■ **Dataset records**
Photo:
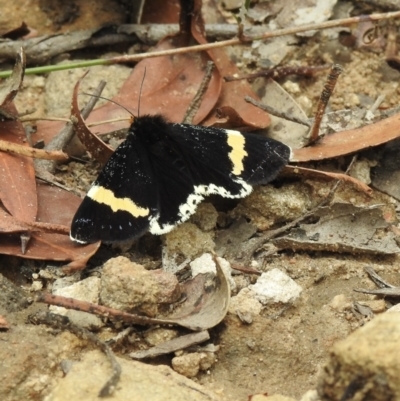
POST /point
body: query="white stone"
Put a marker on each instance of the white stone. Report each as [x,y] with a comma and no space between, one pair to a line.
[276,286]
[205,264]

■ **Work to be completed**
Collect every line of the data above that contains the word "stone", keeping the lines in their original order.

■ **Task answer**
body: query="white stone"
Put a marker on each instance of the white stone. Report each as [x,y] with a comma and no space between, one pair to a line.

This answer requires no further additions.